Could you extract every entry below and reproduce it exactly?

** START Data excerpts **

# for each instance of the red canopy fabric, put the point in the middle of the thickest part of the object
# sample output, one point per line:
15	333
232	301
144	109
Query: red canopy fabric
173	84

** END Data excerpts **

Exercise solution.
# for each instance of the red canopy fabric, put the point in the middle of the thickest part of the object
# sample output, one point per line:
15	333
232	301
144	109
Query: red canopy fabric
173	84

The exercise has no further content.